REQUIRED TASK: Turn the lines from the one containing "Target: decorative corbel" through the end of the data into a numbered list, leaving out any blank lines.

INFORMATION GIVEN:
— start —

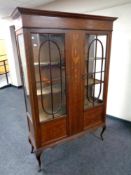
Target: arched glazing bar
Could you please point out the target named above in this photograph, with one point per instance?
(49, 42)
(94, 99)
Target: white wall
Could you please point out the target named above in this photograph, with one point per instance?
(7, 33)
(119, 93)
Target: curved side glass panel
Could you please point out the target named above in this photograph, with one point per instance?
(49, 65)
(24, 77)
(94, 70)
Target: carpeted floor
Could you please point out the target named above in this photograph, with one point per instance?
(87, 155)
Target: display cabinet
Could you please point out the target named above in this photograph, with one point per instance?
(64, 60)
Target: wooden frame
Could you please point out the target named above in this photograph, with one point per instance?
(75, 27)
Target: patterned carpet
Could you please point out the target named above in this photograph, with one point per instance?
(87, 155)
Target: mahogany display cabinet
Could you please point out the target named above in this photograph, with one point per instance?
(64, 60)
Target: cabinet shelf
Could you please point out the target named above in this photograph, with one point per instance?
(97, 58)
(46, 64)
(92, 82)
(47, 90)
(46, 117)
(89, 104)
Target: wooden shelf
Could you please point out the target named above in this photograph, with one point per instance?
(47, 90)
(45, 117)
(91, 82)
(48, 64)
(89, 104)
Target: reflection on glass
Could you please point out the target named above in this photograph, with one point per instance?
(24, 72)
(49, 64)
(94, 70)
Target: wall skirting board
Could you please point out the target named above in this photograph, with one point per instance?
(117, 118)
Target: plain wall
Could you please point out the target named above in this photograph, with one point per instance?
(119, 93)
(7, 33)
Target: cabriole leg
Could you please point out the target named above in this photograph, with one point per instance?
(38, 157)
(32, 147)
(103, 129)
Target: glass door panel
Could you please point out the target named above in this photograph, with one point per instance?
(94, 70)
(49, 65)
(24, 75)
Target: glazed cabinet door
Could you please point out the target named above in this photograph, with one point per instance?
(49, 65)
(95, 75)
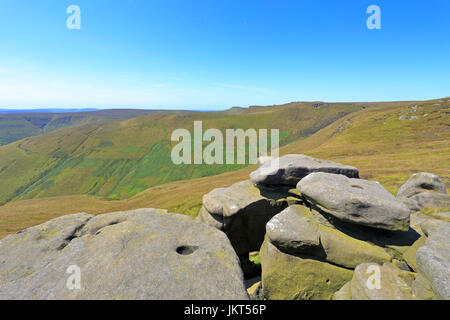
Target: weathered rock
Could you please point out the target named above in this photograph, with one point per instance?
(421, 182)
(255, 291)
(374, 282)
(242, 211)
(410, 203)
(293, 231)
(140, 254)
(426, 200)
(355, 200)
(296, 230)
(290, 169)
(433, 260)
(296, 277)
(421, 288)
(431, 225)
(345, 293)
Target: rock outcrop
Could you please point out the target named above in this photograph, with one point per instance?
(374, 282)
(140, 254)
(241, 211)
(433, 264)
(424, 191)
(290, 169)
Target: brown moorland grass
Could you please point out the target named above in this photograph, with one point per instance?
(383, 147)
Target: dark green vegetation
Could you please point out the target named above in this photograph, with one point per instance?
(117, 159)
(374, 139)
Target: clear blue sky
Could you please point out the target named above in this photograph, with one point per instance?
(214, 54)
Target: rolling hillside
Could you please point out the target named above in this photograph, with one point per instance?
(118, 159)
(15, 126)
(373, 139)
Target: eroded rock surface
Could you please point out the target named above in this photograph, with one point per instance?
(139, 254)
(355, 200)
(290, 169)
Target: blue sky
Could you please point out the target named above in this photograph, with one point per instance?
(214, 54)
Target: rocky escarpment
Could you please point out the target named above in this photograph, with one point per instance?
(333, 233)
(140, 254)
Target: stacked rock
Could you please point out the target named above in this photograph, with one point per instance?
(243, 209)
(321, 229)
(311, 250)
(423, 191)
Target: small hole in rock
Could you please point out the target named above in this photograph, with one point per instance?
(186, 250)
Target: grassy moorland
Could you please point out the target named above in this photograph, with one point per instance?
(373, 139)
(118, 159)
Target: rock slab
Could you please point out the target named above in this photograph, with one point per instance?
(139, 254)
(290, 169)
(356, 201)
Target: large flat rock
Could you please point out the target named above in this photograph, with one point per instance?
(355, 200)
(290, 169)
(140, 254)
(296, 277)
(242, 211)
(433, 260)
(375, 282)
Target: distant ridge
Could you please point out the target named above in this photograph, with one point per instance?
(48, 110)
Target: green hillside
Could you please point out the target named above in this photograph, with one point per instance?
(16, 126)
(383, 147)
(117, 159)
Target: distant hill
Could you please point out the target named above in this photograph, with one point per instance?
(19, 124)
(372, 138)
(118, 159)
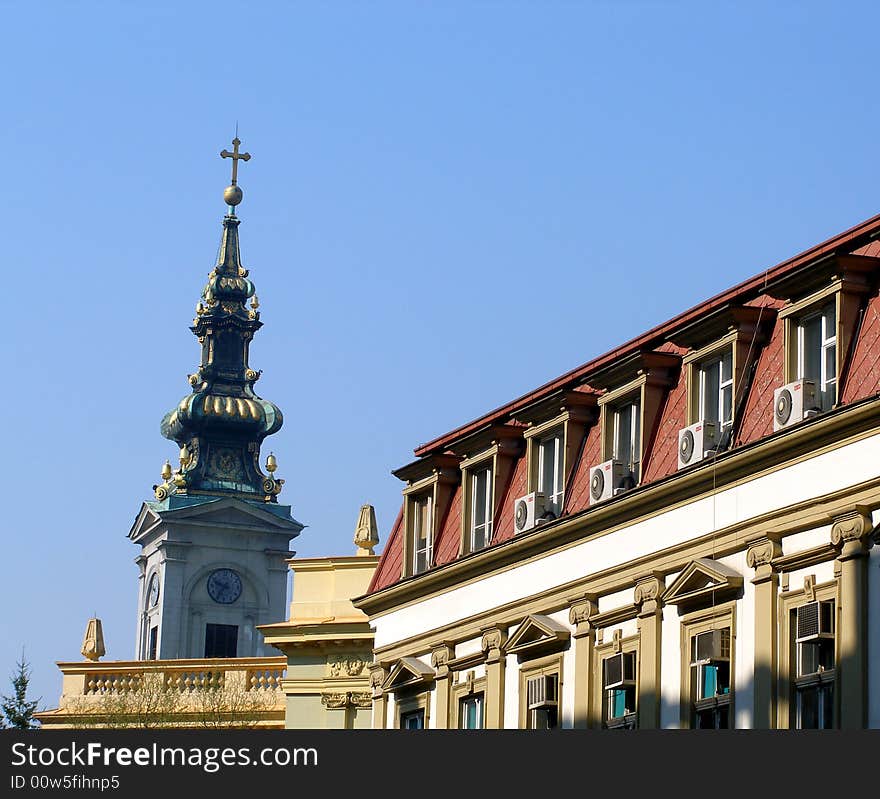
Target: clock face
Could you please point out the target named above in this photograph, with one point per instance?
(224, 586)
(153, 591)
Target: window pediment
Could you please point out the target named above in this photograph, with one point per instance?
(703, 578)
(408, 672)
(537, 633)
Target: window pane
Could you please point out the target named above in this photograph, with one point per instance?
(708, 682)
(827, 706)
(808, 708)
(711, 383)
(811, 342)
(727, 404)
(623, 438)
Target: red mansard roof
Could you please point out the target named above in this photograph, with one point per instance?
(860, 379)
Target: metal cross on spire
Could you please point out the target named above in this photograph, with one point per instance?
(236, 157)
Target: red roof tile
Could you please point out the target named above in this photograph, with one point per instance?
(390, 565)
(863, 375)
(757, 420)
(662, 457)
(577, 497)
(516, 487)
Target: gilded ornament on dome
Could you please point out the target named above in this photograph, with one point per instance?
(226, 464)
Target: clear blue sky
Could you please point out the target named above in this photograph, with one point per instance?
(447, 205)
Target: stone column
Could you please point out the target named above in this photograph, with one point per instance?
(584, 647)
(647, 598)
(851, 534)
(759, 557)
(440, 657)
(378, 675)
(493, 647)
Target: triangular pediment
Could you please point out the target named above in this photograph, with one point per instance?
(408, 672)
(536, 632)
(703, 578)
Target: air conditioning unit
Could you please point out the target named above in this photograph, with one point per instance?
(527, 510)
(541, 691)
(696, 442)
(619, 671)
(815, 620)
(794, 402)
(712, 646)
(605, 480)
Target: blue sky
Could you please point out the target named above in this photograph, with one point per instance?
(447, 205)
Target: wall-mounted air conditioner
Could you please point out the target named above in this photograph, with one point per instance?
(696, 442)
(794, 402)
(606, 479)
(619, 671)
(527, 510)
(712, 646)
(815, 620)
(541, 691)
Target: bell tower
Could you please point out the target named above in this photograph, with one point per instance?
(215, 541)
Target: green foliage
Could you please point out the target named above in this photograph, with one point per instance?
(17, 710)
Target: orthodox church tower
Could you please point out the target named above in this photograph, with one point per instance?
(214, 543)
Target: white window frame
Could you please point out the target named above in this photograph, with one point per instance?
(633, 407)
(481, 517)
(826, 342)
(427, 550)
(554, 495)
(716, 361)
(479, 700)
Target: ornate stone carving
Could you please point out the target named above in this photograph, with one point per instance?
(334, 701)
(362, 699)
(647, 594)
(366, 533)
(378, 675)
(850, 534)
(493, 641)
(581, 610)
(440, 658)
(760, 555)
(346, 665)
(810, 587)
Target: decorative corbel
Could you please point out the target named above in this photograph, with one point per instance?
(647, 594)
(760, 555)
(580, 612)
(851, 534)
(493, 642)
(440, 657)
(378, 675)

— end —

EXERCISE SOLUTION:
1. Target: decorative corbel
2. Could you please point out the target named above in this photograph, with one point per instance?
3. (647, 594)
4. (760, 555)
5. (580, 612)
6. (851, 534)
7. (493, 642)
8. (440, 657)
9. (378, 675)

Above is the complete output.